[Extracted records]
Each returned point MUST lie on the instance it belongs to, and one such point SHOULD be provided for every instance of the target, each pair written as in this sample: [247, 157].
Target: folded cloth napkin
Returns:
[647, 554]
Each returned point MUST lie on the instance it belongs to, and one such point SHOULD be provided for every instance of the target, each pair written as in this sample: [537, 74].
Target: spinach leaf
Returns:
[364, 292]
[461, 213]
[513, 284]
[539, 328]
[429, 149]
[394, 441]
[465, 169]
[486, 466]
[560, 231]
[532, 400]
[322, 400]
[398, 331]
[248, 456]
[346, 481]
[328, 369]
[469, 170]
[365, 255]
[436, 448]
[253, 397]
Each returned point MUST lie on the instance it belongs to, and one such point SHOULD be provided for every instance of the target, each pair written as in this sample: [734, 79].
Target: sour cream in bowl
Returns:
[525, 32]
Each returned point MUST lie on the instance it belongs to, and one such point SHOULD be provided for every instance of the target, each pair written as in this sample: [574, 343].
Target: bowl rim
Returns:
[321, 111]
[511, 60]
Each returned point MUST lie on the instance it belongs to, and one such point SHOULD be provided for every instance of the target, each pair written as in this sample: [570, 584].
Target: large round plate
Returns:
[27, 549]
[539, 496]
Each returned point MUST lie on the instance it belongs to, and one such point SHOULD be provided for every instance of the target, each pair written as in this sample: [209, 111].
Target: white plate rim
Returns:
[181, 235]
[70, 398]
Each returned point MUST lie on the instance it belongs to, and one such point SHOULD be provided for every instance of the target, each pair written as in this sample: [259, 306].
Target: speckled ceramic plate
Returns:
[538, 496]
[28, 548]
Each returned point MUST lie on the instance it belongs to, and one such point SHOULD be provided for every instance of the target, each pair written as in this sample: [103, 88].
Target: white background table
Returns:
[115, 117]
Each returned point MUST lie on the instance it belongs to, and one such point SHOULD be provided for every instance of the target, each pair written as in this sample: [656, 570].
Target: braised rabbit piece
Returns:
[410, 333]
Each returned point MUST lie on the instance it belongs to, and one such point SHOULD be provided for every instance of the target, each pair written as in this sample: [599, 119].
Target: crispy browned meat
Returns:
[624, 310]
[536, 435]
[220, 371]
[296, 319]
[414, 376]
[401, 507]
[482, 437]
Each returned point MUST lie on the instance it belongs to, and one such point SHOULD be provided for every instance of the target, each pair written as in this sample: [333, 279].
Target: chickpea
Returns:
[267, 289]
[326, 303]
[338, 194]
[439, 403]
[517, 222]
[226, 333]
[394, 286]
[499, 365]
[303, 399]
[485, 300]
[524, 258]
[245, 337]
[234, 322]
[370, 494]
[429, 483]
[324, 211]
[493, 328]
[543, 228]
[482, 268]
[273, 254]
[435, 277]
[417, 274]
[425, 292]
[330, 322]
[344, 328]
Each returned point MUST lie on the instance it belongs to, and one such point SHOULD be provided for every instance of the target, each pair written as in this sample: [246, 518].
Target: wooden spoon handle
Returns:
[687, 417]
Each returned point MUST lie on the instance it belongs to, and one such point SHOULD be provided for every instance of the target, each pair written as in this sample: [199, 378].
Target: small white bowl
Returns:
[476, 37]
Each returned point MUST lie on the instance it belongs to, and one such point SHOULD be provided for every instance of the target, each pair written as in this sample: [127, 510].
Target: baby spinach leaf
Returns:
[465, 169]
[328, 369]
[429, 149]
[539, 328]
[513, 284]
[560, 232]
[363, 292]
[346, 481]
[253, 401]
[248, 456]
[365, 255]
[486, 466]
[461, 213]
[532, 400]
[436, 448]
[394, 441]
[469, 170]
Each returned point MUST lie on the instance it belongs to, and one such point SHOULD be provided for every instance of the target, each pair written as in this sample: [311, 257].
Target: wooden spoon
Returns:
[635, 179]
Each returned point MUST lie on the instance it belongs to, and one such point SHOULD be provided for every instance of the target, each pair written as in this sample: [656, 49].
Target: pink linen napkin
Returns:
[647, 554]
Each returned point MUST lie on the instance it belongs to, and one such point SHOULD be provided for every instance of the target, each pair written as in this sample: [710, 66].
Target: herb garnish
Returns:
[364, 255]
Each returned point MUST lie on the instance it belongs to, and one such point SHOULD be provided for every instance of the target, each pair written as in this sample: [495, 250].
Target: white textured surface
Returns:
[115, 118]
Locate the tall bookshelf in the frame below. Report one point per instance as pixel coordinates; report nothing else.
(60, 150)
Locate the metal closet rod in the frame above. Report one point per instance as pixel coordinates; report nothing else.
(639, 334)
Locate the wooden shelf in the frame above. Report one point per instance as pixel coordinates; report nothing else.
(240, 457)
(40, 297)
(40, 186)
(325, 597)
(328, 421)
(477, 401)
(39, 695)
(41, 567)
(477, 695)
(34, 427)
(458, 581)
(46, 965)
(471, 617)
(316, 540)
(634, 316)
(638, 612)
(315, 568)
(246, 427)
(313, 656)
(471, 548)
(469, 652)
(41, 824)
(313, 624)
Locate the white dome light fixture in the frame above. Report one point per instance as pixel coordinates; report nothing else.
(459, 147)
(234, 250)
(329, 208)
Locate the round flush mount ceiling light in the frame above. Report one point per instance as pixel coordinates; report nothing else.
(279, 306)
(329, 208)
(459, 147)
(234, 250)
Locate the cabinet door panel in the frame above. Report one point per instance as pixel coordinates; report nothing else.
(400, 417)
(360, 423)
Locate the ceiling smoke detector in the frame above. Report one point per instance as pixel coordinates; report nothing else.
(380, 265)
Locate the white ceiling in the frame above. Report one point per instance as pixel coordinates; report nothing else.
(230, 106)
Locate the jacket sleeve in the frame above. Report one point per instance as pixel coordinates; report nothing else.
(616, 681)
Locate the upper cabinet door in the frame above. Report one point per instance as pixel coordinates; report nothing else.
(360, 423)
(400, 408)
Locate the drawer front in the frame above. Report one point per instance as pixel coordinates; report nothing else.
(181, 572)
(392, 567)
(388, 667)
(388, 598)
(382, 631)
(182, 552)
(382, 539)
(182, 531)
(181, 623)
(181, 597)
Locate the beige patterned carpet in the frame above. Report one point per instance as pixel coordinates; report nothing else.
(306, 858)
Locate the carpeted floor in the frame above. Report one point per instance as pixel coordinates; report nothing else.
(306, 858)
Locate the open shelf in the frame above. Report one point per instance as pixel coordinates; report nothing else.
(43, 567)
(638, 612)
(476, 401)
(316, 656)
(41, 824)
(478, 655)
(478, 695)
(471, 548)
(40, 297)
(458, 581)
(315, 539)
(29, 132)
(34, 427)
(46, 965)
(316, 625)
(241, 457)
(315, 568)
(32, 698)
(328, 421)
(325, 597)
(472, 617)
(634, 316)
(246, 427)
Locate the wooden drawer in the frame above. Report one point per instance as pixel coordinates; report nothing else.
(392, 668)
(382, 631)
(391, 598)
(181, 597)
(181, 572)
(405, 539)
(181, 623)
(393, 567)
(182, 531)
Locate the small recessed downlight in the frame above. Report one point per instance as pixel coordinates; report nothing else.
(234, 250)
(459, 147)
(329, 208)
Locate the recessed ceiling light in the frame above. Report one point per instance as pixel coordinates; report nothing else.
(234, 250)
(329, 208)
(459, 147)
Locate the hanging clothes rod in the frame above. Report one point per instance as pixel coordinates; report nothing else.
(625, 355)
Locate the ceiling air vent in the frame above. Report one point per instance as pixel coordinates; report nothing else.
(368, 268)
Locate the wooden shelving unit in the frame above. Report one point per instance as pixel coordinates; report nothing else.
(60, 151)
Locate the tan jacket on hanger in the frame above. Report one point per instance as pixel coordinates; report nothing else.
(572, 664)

→ **Exercise brief**
Reproduce the material exactly, with every line intact.

→ **Response**
Each returned point MUST lie on the instance it belongs to, and one such point SHOULD be provided for every instance of the target, each pair written as in this sample: [247, 157].
Target: folded cloth napkin
Returns:
[647, 554]
Each returned point MUST lie on the instance it belongs to, and one such point SHOULD be provided for every instance of the target, each pair written as in this sample: [537, 74].
Target: spinach leaf
Returns:
[364, 292]
[461, 213]
[513, 284]
[539, 328]
[429, 149]
[394, 441]
[465, 169]
[486, 466]
[560, 231]
[532, 400]
[322, 400]
[398, 331]
[248, 456]
[346, 481]
[328, 369]
[469, 170]
[365, 255]
[436, 448]
[253, 397]
Each returned point MUST lie on the instance it belongs to, and one such point SHOULD be provided for every instance of the target, each pair written as in this sample: [734, 79].
Target: sour cream in bowl
Returns:
[525, 32]
Each returned point MUST lie on the instance it belongs to, and one such point SHOULD be provided for every instance of the target, each pair written as in this sample: [574, 343].
Target: bowl rim
Returns:
[321, 111]
[511, 60]
Each returned point MUST lie on the instance it belongs to, and one such point SHOULD be provided for every instance of the target, each pair written as in this sample: [570, 584].
Target: large round plate
Returns:
[27, 549]
[539, 496]
Each returned point MUST lie on the instance it belongs to, and one such point SHOULD be provided for every instance of the target, each pair written as in this sample: [209, 111].
Target: white plate rim
Returns:
[181, 235]
[70, 398]
Each returned point MUST lie on the instance it belongs to, and one such point SHOULD be provided for every instance of the target, each pair written as in this sample: [259, 306].
Target: speckled ceramic plate
Returns:
[538, 496]
[28, 548]
Each returned point MUST lie on the instance it belongs to, and one such point SHOULD be provided for every instance of the target, each pair written as in this sample: [103, 88].
Target: white background table
Returns:
[115, 117]
Each returned point MUST lie on the instance it belongs to, and one such point SHOULD be provided for every instance of the target, each pair written as in this sample: [656, 570].
Target: braised rabbit piece
Returns:
[410, 333]
Each returned point MUST lie on the instance it belongs to, and one such point SHOULD be provided for every instance of the target, each pair written as in this sample: [599, 119].
Target: crispy browned meat
Returns:
[624, 310]
[536, 435]
[220, 371]
[296, 319]
[414, 376]
[401, 507]
[482, 437]
Each returned point MUST lie on the instance it belongs to, and one such point SHOULD be provided for every instance of the target, each pair written as in this sample: [333, 279].
Target: chickpea
Returns:
[267, 289]
[326, 303]
[338, 194]
[439, 403]
[517, 222]
[226, 333]
[394, 286]
[499, 365]
[303, 399]
[485, 300]
[524, 258]
[245, 337]
[234, 322]
[370, 494]
[429, 483]
[324, 211]
[493, 328]
[543, 228]
[482, 268]
[273, 254]
[435, 277]
[417, 274]
[425, 292]
[330, 322]
[344, 328]
Each returned point MUST lie on the instance it belongs to, and one such point SHOULD be provided for every instance of the target, each pair written as in this sample: [246, 518].
Target: wooden spoon handle
Returns:
[687, 417]
Each returned point MUST lie on the instance it belongs to, and one such point SHOULD be provided for every instance of the target, each pair written as in this sample: [199, 378].
Target: small white bowl
Returns:
[476, 37]
Each returned point MUST lie on the instance it belongs to, and one such point SHOULD be provided for every instance of the target, each pair written as in this sample: [127, 510].
Target: baby spinach leaf
Returns:
[465, 169]
[328, 369]
[429, 149]
[539, 328]
[513, 284]
[560, 232]
[363, 292]
[346, 481]
[253, 401]
[248, 456]
[365, 255]
[486, 466]
[461, 213]
[532, 400]
[436, 448]
[394, 441]
[469, 170]
Each returned point MUST lie on the instance it belongs to, and one such point SHOULD be provided for every instance of the target, each pair written as in this sample: [311, 257].
Target: wooden spoon
Returns:
[635, 179]
Each returned point MUST lie on the instance it belongs to, and one such point SHOULD be provided for every instance of the target, each pair written as in this sample: [656, 49].
Target: pink linen napkin
Returns:
[647, 554]
Each returned point MUST lie on the instance it belongs to, and one such point SHOULD be provided for every instance of the target, each pair written as in this sample: [710, 66].
Target: herb garnish
Returns:
[364, 255]
Each returned point MUST lie on the instance it belongs to, and one such point SHOULD be provided for every instance of the target, each pair written as in this sample: [495, 250].
Target: white textured surface
Returns:
[115, 118]
Locate the tall bookshelf in the frame below. Report one point per instance as pixel coordinates; report nothing else.
(60, 150)
Locate the metal closet rod in the frame above. Report one point per instance as pixel coordinates; report nothing else.
(639, 334)
Locate the wooden shelf in the frame above. Report one point per instance as pixel coordinates; report nothing else.
(240, 457)
(40, 297)
(40, 186)
(325, 597)
(328, 421)
(477, 401)
(39, 695)
(41, 567)
(477, 695)
(34, 427)
(458, 581)
(46, 965)
(471, 617)
(316, 540)
(634, 316)
(638, 612)
(315, 568)
(246, 427)
(313, 656)
(471, 548)
(469, 652)
(41, 824)
(313, 624)
Locate the white dome light fixture in the frame above. Report one point per instance as pixel coordinates; report nothing else.
(459, 147)
(234, 250)
(329, 208)
Locate the round flush mount ceiling light in the frame above. Report one point per instance as pixel coordinates; report nothing else.
(279, 306)
(329, 208)
(459, 147)
(234, 250)
Locate the cabinet door panel in the frame above. Report one point per instance as pixel coordinates; report nothing else.
(400, 417)
(360, 423)
Locate the ceiling smoke detector in the frame above. Report one point per instance as pixel coordinates; report nothing else.
(380, 265)
Locate the white ceiling in the frame above. Report one point per instance as pixel coordinates; report nothing else.
(230, 106)
Locate the jacket sleeve in the frame above. Report one point per instance as pixel coordinates; report nothing else.
(616, 681)
Locate the upper cabinet door in the frame above. Report one point per instance as pixel coordinates; report nothing else.
(360, 423)
(400, 408)
Locate the drawer front in the frame above. Report one point per instance as pixel coordinates; report nothing else.
(181, 572)
(392, 567)
(388, 667)
(388, 598)
(382, 631)
(182, 552)
(382, 539)
(182, 531)
(181, 623)
(181, 597)
Locate the beige patterned carpet in the frame above. Report one point per instance as pixel coordinates; report nothing else.
(306, 858)
Locate the carpeted floor in the frame above. Report one point per instance as pixel coordinates; report nothing else.
(306, 858)
Locate the open shelf in the frame above. Report one point per instance as pixel coordinates; report nothing else.
(43, 567)
(638, 612)
(476, 401)
(316, 656)
(41, 824)
(478, 655)
(478, 695)
(471, 548)
(40, 297)
(458, 581)
(315, 539)
(29, 132)
(34, 427)
(46, 965)
(316, 625)
(241, 457)
(315, 568)
(32, 698)
(328, 421)
(325, 597)
(472, 617)
(634, 316)
(246, 427)
Locate the wooden drawer in the frame above. Report one point per instance as pixel coordinates; report nothing else.
(392, 668)
(382, 631)
(391, 598)
(181, 597)
(181, 572)
(405, 539)
(181, 623)
(393, 567)
(182, 531)
Locate the small recessed downlight in the frame above. Report one point per instance as pixel coordinates; report nothing else.
(234, 250)
(459, 147)
(329, 208)
Locate the recessed ceiling light in the frame above. Report one point per instance as pixel coordinates; report nothing else.
(234, 250)
(329, 208)
(459, 147)
Locate the hanging clothes rod in the frame above. Report one point per instance as pixel coordinates; report nothing else.
(625, 355)
Locate the ceiling air vent in the frame above. Report one point per instance as pixel coordinates; report nothing else.
(368, 268)
Locate the wooden shelving unit in the frame above. Report one point per instance as pixel coordinates; report nothing else.
(60, 151)
Locate the tan jacket on hanger in the frame above. Report one point per instance as pixel coordinates; report nothing else.
(572, 664)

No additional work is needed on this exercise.